_DIRECTIONS:_
1. Which two reading scripts does the page about the voice data music project cite as examples of phonetically balanced scripts for English?
2. Condense the paragraph beginning "While the dominant narrative of Generative AI" from the page about the voice data music project into a short bulleted list that keeps its main facts.
3. Carry on the page about the voice data music project, starting right after its final sentence.

_PAGE:_
◇ ◇ ◇ ◇ ◇ ◇ ◇
D̴̼̥̉a̸͂͜ͅd̵͂͑ͅą̶̀͐s̵̯̈́e̶̜͔̍͝t̶̘͎̃s̶̫͙͂

D̴̼̥̉a̸͂͜ͅd̵͂͑ͅą̶̀͐s̵̯̈́e̶̜͔̍͝t̶̘͎̃s̶̫͙͂  is an ongoing interdisciplinary music project, and a response to the cultural and economic ecosystem of voice AI and voice data that is rapidly terraforming the meaning, value and function of voice. The project involves researching the development of open digital music tools, bespoke voice datasets and artistic approaches to dataset creation that challenge the popular narratives and agendas around voice AI – which focus on the spectacle and fears around the technological results, such as digital clones that reproduce the voice of a famous narrator or singer, rather than the labor and values of vocal artists and laypersons who create these datasets. D̴̼̥̉a̸͂͜ͅd̵͂͑ͅą̶̀͐s̵̯̈́e̶̜͔̍͝t̶̘͎̃s̶̫͙͂ aims to create work that playfully, intimately and artistically foregrounds less visible labor and the often extractive and exploitative relationships around voice AI, treating datasets and dataset making as cultural and artistic processes imbued with context, and to build conversations and bring attention to desirable care and ethics around human voices under the concept of “vocal values”.

While the dominant narrative of Generative AI is often focused on the uncanny realism, and shock and awe of its audible and visible results and the gold rush to capitalize on them. The goal of D̴̼̥̉a̸͂͜ͅd̵͂͑ͅą̶̀͐s̵̯̈́e̶̜͔̍͝t̶̘͎̃s̶̫͙͂ is to decenter the spectacle and instead foreground AI’s total dependence on a complex ecosystem of training data and people who create and handle that data. This often involves huge amounts of hidden and easily exploited vocal labor by artists, as well as data labelling and categorisation. This data work dwarfs the engineering work invested in creating the AI technologies themselves by an order of magnitude. With D̴̼̥̉a̸͂͜ͅd̵͂͑ͅą̶̀͐s̵̯̈́e̶̜͔̍͝t̶̘͎̃s̶̫͙͂  we unearth this ecosystem and inject the messy and productive friction of human bodies, improvisation and reciprocity.

The project began in 2023 and develops octopus-like through 2024 as a series of public workshops on vocal values, interviews and presentations within different communities across research and industry, technological R&D into open and accessible voice synthesis tools, and artistic experiments in voice data collection and the creation of “poems” for dataset performance, combining inspiration from dada-ist typographic and graphic scores, glitch text and the long history in voice computing of creating phonetically balanced reading scripts for dataset creation (such as the Harvard Sentences and The Rainbow Passage for English).
◇ ◇ ◇ ◇ ◇ ◇ ◇
[Collected data]
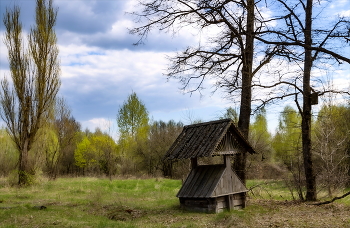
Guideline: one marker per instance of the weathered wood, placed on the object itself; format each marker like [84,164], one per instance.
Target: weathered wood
[201,140]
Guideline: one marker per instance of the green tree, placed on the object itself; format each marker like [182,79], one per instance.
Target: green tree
[132,118]
[106,151]
[83,155]
[35,75]
[161,137]
[66,129]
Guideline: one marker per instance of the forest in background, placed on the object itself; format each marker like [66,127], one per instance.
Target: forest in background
[62,148]
[50,142]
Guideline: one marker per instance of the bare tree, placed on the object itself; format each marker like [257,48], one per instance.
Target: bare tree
[306,45]
[35,75]
[229,55]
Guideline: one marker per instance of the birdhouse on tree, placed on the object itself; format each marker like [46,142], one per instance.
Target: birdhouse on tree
[210,188]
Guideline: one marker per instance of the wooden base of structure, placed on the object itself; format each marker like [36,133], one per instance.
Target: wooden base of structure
[214,205]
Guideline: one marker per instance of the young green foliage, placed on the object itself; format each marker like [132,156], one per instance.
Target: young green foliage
[35,74]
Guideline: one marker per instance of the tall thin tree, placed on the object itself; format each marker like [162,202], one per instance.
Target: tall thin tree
[35,74]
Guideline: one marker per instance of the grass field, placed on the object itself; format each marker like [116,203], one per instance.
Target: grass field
[92,202]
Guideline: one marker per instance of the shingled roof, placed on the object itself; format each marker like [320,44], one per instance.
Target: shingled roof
[219,137]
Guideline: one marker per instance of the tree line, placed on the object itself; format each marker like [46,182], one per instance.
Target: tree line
[63,148]
[244,52]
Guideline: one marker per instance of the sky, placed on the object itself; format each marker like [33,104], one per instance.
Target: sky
[100,66]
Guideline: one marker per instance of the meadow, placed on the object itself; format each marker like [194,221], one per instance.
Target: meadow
[94,202]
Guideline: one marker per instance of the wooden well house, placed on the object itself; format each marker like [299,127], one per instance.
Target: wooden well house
[210,188]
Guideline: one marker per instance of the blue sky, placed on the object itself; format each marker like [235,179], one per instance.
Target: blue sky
[101,67]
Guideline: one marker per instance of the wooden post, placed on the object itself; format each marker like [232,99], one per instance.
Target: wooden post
[194,163]
[227,161]
[228,198]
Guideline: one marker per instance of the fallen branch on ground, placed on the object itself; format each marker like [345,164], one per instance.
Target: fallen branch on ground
[332,200]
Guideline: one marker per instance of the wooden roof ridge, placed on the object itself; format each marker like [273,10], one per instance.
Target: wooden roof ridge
[202,139]
[208,123]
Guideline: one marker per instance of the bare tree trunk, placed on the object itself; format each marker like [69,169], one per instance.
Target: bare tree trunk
[23,165]
[246,95]
[306,115]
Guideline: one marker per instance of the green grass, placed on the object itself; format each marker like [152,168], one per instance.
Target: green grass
[92,202]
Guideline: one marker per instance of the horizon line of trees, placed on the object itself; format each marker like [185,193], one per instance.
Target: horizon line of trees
[63,149]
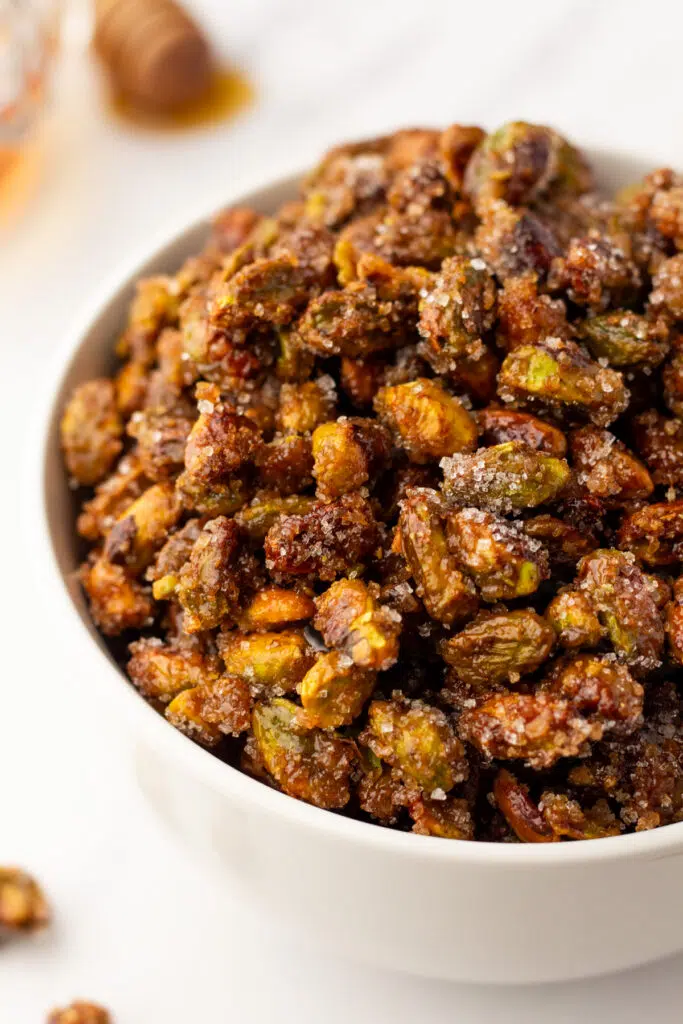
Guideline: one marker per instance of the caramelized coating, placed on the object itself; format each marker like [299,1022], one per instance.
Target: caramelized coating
[303,407]
[418,742]
[271,664]
[172,557]
[334,690]
[274,608]
[369,315]
[672,379]
[387,489]
[212,710]
[515,242]
[499,648]
[286,464]
[566,817]
[626,339]
[267,291]
[557,376]
[326,542]
[539,728]
[306,763]
[447,594]
[596,272]
[347,455]
[666,296]
[624,600]
[23,905]
[380,792]
[111,499]
[220,441]
[654,532]
[80,1013]
[500,425]
[450,818]
[526,317]
[427,421]
[502,560]
[351,620]
[571,615]
[143,527]
[520,162]
[457,310]
[161,440]
[606,468]
[163,670]
[116,600]
[659,441]
[521,813]
[265,509]
[600,690]
[580,701]
[91,430]
[675,623]
[564,543]
[208,585]
[506,477]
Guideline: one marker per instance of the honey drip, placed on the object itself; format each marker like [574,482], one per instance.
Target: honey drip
[229,92]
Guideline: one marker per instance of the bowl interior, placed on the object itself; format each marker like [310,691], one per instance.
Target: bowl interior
[88,352]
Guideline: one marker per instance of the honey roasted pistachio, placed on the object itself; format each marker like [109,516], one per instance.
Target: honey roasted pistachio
[383,502]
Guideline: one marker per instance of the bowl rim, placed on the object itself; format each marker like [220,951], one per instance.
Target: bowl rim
[219,776]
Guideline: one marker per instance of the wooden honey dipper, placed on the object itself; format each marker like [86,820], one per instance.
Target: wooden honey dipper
[156,54]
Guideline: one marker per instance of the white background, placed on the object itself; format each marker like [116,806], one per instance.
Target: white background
[141,926]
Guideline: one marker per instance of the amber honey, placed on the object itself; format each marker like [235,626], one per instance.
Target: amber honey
[229,92]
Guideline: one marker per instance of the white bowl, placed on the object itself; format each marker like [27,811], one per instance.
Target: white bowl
[470,911]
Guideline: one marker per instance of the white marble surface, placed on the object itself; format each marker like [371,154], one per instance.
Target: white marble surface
[139,925]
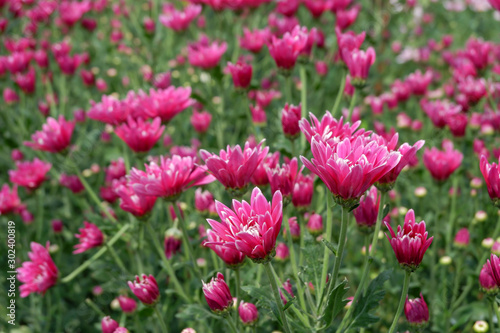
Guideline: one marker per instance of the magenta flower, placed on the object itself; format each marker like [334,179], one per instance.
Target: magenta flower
[329,129]
[30,174]
[204,54]
[217,294]
[285,51]
[254,40]
[231,257]
[441,164]
[179,20]
[410,243]
[241,73]
[90,236]
[249,315]
[54,137]
[250,228]
[234,167]
[359,63]
[130,201]
[290,116]
[167,103]
[169,179]
[139,135]
[283,178]
[146,290]
[367,211]
[40,273]
[491,174]
[349,169]
[416,311]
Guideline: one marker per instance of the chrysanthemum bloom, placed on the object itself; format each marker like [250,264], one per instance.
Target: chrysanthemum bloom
[285,51]
[249,315]
[462,238]
[72,182]
[146,290]
[250,228]
[290,116]
[329,129]
[169,179]
[130,201]
[167,103]
[9,200]
[410,243]
[254,40]
[139,135]
[179,20]
[408,154]
[487,281]
[90,236]
[231,257]
[30,174]
[217,294]
[416,311]
[491,174]
[127,304]
[204,54]
[241,73]
[109,110]
[359,63]
[283,178]
[349,169]
[234,167]
[315,224]
[303,191]
[40,273]
[367,211]
[173,242]
[54,137]
[441,164]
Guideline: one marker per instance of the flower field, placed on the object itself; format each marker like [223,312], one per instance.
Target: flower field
[250,166]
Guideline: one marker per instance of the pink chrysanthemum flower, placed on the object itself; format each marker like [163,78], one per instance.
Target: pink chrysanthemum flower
[90,236]
[54,137]
[40,273]
[139,135]
[30,174]
[250,228]
[234,167]
[169,179]
[410,242]
[491,174]
[350,168]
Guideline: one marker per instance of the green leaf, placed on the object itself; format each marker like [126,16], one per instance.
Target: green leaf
[363,310]
[330,246]
[335,302]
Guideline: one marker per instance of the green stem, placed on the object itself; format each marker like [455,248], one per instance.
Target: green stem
[116,258]
[359,291]
[404,293]
[169,268]
[340,251]
[185,240]
[339,96]
[270,275]
[162,322]
[303,101]
[353,102]
[238,300]
[326,253]
[96,256]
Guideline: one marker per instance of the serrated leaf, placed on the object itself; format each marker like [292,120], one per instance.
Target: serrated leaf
[330,246]
[363,310]
[335,302]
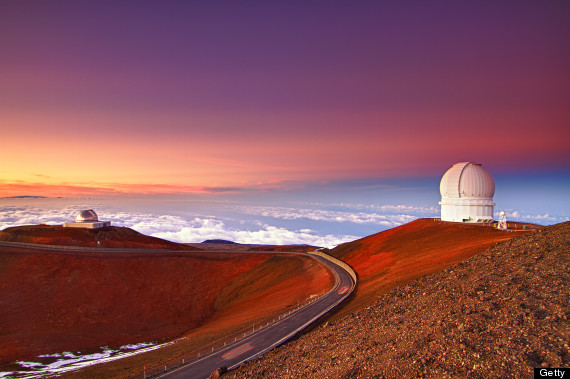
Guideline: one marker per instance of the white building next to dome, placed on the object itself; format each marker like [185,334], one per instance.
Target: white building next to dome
[87,219]
[467,191]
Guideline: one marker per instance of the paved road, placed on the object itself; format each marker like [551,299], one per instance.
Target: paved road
[270,336]
[256,343]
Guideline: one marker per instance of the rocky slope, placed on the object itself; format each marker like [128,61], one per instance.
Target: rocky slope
[498,315]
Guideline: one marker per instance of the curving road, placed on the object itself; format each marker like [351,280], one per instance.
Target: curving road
[265,339]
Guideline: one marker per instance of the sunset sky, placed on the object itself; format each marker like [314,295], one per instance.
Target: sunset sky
[101,98]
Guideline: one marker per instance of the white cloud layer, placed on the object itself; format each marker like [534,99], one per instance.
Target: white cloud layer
[329,215]
[176,228]
[274,225]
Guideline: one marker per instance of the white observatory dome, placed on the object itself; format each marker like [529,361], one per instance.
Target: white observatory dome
[467,191]
[87,215]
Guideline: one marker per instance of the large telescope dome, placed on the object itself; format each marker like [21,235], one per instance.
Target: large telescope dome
◇ ◇ ◇ ◇ ◇ ◇ ◇
_RESPONSES TO THE EXERCISE:_
1. The Harvard Sentences and The Rainbow Passage.

2.
- The dominant narrative of Generative AI centers on the uncanny realism and shock and awe of its results, and on the rush to profit from them.
- The project aims to decenter that spectacle and highlight AI's total dependence on training data and the people who create and handle it.
- This involves large amounts of hidden, easily exploited vocal labor by artists, plus data labeling and categorization.
- This data work exceeds the engineering work behind the AI technologies by an order of magnitude.
- The project unearths this ecosystem and brings in the friction of human bodies, improvisation and reciprocity.

3.
The project involves a series of public workshops and expert meetings to map out the many (and often contradictory) values around human voice data, and create a proof-of-concept public dataset as an archetype for future diverse, open (but with conditions for care), and ethically sourced voice data. The work has a special focus on vocal artists that fall outside of the mainstream economies of voice data and music AI. These voice datasets are carefully crafted through building reciprocal and value-aligned collaborations with experimental vocal artists, sound poets, tradition-bearing singers, polyphonic choirs, and others who have developed a particularly unique craft or carry a cultural tradition whose values do not align with the dominant extractivist model of voice data collection and distribution. These datasets are planned to be released under a speculative fair use license once fair and value-aligned voice data transmission is legally, technologically and socially possible. This is not the case at the moment of this writing, but many groups are working on this thorny problem with different approaches and solutions.

The history of voice technologies such as the vocoder and autotune tells us that the most interesting part of these technologies is usually how they are “misused”. On the technology and scientific side of this project, D̴̼̥̉a̸͂͜ͅd̵͂͑ͅą̶̀͐s̵̯̈́e̶̜͔̍͝t̶̘͎̃s̶̫͙͂ involves the creation of a new AI voice synthesis instrument “Tungnaa” (named after the Icelandic “River of Tongues”), which is an AI voice software instrument meant for live performance and real-time experimentation with the unique aesthetics of deep neural network generation of voice-like audio, with the goal of being an open (hackable, free, cross-platform), accessible (low CPU and energy consumption), and playful musical instrument. Tungnaa will be able to run on a modest laptop without the need for high-end GPU computing resources, and without its underlying technology being kept behind a web-based gatekeeping portal or paid services running on high-energy consumption GPUs. Inspired in part by the free-form flow of text in musical live coding, and the typographical-vocal experiments of the postwar Dada art movement, Tungnaa also invites artists to invent their own text-based vocal notation systems, and to explore possible vocal notation systems for all the possible things a human voice can do – and those that it cannot – without a technological focus on conventional language or singing styles.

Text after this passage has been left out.